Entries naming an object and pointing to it
↓
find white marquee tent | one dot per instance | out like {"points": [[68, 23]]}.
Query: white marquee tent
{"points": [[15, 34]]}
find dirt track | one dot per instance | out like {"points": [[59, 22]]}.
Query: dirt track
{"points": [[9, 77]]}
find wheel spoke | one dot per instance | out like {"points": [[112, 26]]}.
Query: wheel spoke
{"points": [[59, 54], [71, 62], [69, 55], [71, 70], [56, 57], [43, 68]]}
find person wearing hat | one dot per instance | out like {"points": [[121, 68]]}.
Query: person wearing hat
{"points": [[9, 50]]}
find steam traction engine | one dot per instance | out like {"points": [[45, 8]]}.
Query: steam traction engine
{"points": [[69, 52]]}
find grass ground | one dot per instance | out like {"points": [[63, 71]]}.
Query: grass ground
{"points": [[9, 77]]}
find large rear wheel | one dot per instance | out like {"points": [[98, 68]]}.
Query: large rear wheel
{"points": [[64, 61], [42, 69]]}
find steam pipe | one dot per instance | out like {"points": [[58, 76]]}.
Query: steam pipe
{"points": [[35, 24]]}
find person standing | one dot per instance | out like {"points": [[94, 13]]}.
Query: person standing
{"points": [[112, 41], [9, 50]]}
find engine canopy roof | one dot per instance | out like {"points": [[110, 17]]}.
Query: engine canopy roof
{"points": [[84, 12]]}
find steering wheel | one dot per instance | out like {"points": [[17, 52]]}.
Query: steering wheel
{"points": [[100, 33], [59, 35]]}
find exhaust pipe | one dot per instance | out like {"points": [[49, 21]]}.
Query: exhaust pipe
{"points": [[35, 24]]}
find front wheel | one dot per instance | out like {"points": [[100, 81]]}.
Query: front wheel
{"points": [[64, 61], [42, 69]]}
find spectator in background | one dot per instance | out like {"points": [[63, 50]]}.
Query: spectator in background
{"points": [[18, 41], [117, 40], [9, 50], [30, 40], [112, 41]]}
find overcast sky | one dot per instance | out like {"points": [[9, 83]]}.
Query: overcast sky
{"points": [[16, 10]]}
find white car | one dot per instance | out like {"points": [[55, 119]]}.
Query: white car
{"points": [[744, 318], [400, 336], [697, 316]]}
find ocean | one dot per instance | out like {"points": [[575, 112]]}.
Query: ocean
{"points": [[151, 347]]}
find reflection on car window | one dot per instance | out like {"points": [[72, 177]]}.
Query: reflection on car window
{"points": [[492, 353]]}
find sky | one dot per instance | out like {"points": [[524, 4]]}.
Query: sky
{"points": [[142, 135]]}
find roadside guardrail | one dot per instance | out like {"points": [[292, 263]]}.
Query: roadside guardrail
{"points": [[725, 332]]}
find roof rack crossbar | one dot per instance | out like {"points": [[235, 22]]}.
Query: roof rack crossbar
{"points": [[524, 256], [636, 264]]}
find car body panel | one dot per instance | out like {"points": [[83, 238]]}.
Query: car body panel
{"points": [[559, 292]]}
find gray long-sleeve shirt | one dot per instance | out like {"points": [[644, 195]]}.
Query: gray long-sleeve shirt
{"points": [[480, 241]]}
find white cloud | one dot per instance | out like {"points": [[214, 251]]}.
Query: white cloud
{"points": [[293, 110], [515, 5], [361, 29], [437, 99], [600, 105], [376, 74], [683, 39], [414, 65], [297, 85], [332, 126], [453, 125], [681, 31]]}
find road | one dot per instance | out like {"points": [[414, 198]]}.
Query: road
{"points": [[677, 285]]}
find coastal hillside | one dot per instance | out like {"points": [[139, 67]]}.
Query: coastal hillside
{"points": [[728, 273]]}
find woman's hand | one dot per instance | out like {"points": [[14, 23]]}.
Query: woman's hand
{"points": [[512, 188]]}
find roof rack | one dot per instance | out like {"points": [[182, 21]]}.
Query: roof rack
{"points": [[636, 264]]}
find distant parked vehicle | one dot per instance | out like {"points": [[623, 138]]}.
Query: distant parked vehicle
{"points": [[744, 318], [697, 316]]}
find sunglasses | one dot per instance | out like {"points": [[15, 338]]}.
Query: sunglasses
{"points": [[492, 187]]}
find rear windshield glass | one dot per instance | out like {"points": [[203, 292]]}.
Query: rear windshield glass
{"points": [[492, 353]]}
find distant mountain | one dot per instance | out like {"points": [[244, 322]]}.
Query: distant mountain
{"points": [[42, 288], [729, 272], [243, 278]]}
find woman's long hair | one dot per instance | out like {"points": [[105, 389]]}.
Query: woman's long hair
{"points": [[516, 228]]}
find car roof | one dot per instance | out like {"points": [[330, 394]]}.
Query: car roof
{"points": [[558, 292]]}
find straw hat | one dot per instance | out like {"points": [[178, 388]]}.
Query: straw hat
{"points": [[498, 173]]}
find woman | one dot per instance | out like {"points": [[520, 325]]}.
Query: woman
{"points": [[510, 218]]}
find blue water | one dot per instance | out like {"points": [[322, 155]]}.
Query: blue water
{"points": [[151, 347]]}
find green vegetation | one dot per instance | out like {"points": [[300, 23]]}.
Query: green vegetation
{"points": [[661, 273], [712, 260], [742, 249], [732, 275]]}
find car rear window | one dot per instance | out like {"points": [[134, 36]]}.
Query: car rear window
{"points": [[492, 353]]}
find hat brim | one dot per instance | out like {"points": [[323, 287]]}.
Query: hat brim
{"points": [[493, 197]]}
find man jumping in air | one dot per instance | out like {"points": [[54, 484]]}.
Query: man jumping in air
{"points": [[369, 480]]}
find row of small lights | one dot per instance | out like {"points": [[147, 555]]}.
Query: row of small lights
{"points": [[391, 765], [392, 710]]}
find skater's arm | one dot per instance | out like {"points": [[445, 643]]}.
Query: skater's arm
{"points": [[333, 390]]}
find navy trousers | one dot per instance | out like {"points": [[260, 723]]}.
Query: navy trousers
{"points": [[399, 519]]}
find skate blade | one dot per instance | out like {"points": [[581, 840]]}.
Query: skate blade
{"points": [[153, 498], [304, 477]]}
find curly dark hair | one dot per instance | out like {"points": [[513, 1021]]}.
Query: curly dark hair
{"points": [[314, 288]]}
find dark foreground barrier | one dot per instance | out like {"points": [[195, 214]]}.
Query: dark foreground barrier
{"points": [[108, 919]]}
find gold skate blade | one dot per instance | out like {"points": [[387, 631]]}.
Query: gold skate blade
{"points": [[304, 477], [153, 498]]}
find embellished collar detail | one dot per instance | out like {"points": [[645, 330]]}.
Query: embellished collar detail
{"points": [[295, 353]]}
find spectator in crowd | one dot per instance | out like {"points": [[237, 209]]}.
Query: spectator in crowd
↑
What to work on – Rewrite all of the records above, replacing "one dot per instance" with "one point per instance" wherever it occurs and keeping everything else unchanged.

Completed exercise –
find white marquee tent | one point per instance | out like {"points": [[68, 23]]}.
Query: white marquee tent
{"points": [[15, 34]]}
find dirt track | one point per instance | out like {"points": [[59, 22]]}.
Query: dirt track
{"points": [[9, 77]]}
find wheel spoke | one point per instance | out like {"points": [[112, 26]]}.
Query: wheel spoke
{"points": [[59, 54], [71, 62], [69, 55], [71, 70], [56, 57], [43, 68]]}
find person wearing hat | one point per instance | out like {"points": [[121, 68]]}.
Query: person wearing hat
{"points": [[9, 50]]}
find steam traction engine | one point per instance | out like {"points": [[45, 8]]}.
Query: steam traction engine
{"points": [[69, 52]]}
find grass ground | one point per instance | out like {"points": [[63, 71]]}.
Query: grass ground
{"points": [[9, 77]]}
find large rear wheel | one point per instance | out like {"points": [[98, 68]]}.
Query: large rear wheel
{"points": [[64, 61], [42, 69]]}
find steam pipe | one point per instance | out like {"points": [[58, 76]]}.
Query: steam pipe
{"points": [[35, 24]]}
find person standing | one point per instance | out like {"points": [[94, 13]]}.
Query: person standing
{"points": [[112, 41], [9, 50]]}
find engine canopy roof | one point per instance | out like {"points": [[110, 17]]}.
Query: engine canopy roof
{"points": [[84, 12]]}
find steering wheel | one point per instance | out like {"points": [[17, 52]]}.
Query: steering wheel
{"points": [[100, 33], [59, 35]]}
find exhaust pipe | one point per instance | out like {"points": [[49, 21]]}.
Query: exhaust pipe
{"points": [[35, 24]]}
find front wheel | one point per instance | out like {"points": [[100, 81]]}.
Query: front wheel
{"points": [[64, 61], [42, 69]]}
find spectator in background | one point per instance | out like {"points": [[63, 50]]}.
Query: spectator in background
{"points": [[18, 41], [117, 40], [9, 50], [30, 40], [112, 41]]}
find overcast sky | one point per instance | out like {"points": [[9, 83]]}.
Query: overcast sky
{"points": [[16, 10]]}
find white car | one point per instance | out like {"points": [[55, 119]]}.
Query: white car
{"points": [[744, 318], [400, 336], [697, 316]]}
find ocean | one point per instance | out like {"points": [[575, 112]]}.
Query: ocean
{"points": [[151, 347]]}
find reflection on car window | one point per instance | out like {"points": [[72, 177]]}.
Query: reflection on car window
{"points": [[492, 353]]}
find sky | one point per instance | out like {"points": [[524, 4]]}.
Query: sky
{"points": [[142, 135]]}
find roadside guardrail | one point per instance | out like {"points": [[292, 263]]}.
Query: roadside guardrail
{"points": [[725, 332]]}
find roof rack crossbar | one point per instance | out like {"points": [[235, 22]]}.
Query: roof rack crossbar
{"points": [[524, 256], [636, 264]]}
find car body panel | one point per instance | out like {"points": [[83, 238]]}.
Query: car body panel
{"points": [[559, 292]]}
find gray long-sleeve shirt | one point per instance | out like {"points": [[644, 195]]}.
Query: gray long-sleeve shirt
{"points": [[480, 241]]}
find white cloud | one point per instance | out like {"points": [[214, 251]]}.
Query: white cloud
{"points": [[293, 110], [515, 5], [361, 29], [437, 99], [600, 105], [376, 74], [683, 39], [414, 65], [297, 85], [332, 126], [453, 125], [681, 31]]}
find road | one point per instance | out like {"points": [[414, 198]]}.
Query: road
{"points": [[677, 285]]}
find coastal hillside | one point per instance | out like {"points": [[139, 67]]}.
Query: coastal hillside
{"points": [[728, 273]]}
find woman's hand | one point per instance | out like {"points": [[14, 23]]}.
Query: woman's hand
{"points": [[512, 188]]}
find roof rack | one point per instance | out like {"points": [[182, 21]]}.
Query: roof rack
{"points": [[636, 264]]}
find distant parked vehicle | one point per instance | out like {"points": [[623, 138]]}.
Query: distant parked vehicle
{"points": [[744, 318], [697, 316]]}
find sunglasses | one point per instance | out like {"points": [[15, 338]]}.
Query: sunglasses
{"points": [[492, 187]]}
find rear windshield glass | one point per instance | out like {"points": [[203, 292]]}.
Query: rear windshield glass
{"points": [[492, 353]]}
find distant mountain | one point per instance | out like {"points": [[244, 322]]}.
Query: distant mountain
{"points": [[42, 288], [729, 272], [243, 278]]}
find woman's long hair | one point per instance | out like {"points": [[105, 389]]}.
Query: woman's long hair
{"points": [[516, 228]]}
find car roof | one point per instance | out like {"points": [[330, 394]]}.
Query: car roof
{"points": [[558, 292]]}
find straw hat | one point per instance | out like {"points": [[178, 388]]}.
Query: straw hat
{"points": [[498, 173]]}
find woman | one point per instance | out like {"points": [[520, 325]]}.
Query: woman
{"points": [[510, 218]]}
find blue water | one point per instance | out like {"points": [[322, 155]]}.
Query: blue water
{"points": [[151, 347]]}
find green vegetation | one point per instance | out like {"points": [[300, 23]]}.
Query: green vegetation
{"points": [[661, 273], [712, 260], [742, 249], [732, 275]]}
find car rear window | one point per instance | out like {"points": [[134, 36]]}.
Query: car rear window
{"points": [[492, 353]]}
find hat brim | one point per instance | out like {"points": [[323, 287]]}.
Query: hat brim
{"points": [[493, 197]]}
find man jumping in air | one point per instance | out like {"points": [[54, 484]]}.
Query: man jumping in air
{"points": [[369, 480]]}
find row of small lights | one point per instance | out like {"points": [[147, 555]]}.
Query: row of small lights
{"points": [[391, 765], [392, 710]]}
find skater's arm | one point per instance | out like {"points": [[445, 643]]}.
Query: skater's arm
{"points": [[333, 390]]}
find navy trousers | one point per instance | out like {"points": [[260, 723]]}.
Query: navy trousers
{"points": [[399, 519]]}
find skate blade | one point per instance | out like {"points": [[581, 840]]}.
Query: skate blade
{"points": [[153, 498], [304, 477]]}
find curly dark hair | one point per instance | out like {"points": [[513, 1021]]}.
Query: curly dark hair
{"points": [[314, 288]]}
find dark foreground barrier | one point per instance | out like {"points": [[195, 214]]}.
Query: dark foreground barrier
{"points": [[108, 919]]}
find gold skate blade | one point per instance | out like {"points": [[387, 631]]}.
Query: gold skate blade
{"points": [[304, 477], [153, 498]]}
find embellished collar detail | one point per instance | out like {"points": [[645, 330]]}.
Query: embellished collar detail
{"points": [[295, 353]]}
find spectator in crowd | one point per instance | out like {"points": [[237, 209]]}.
Query: spectator in crowd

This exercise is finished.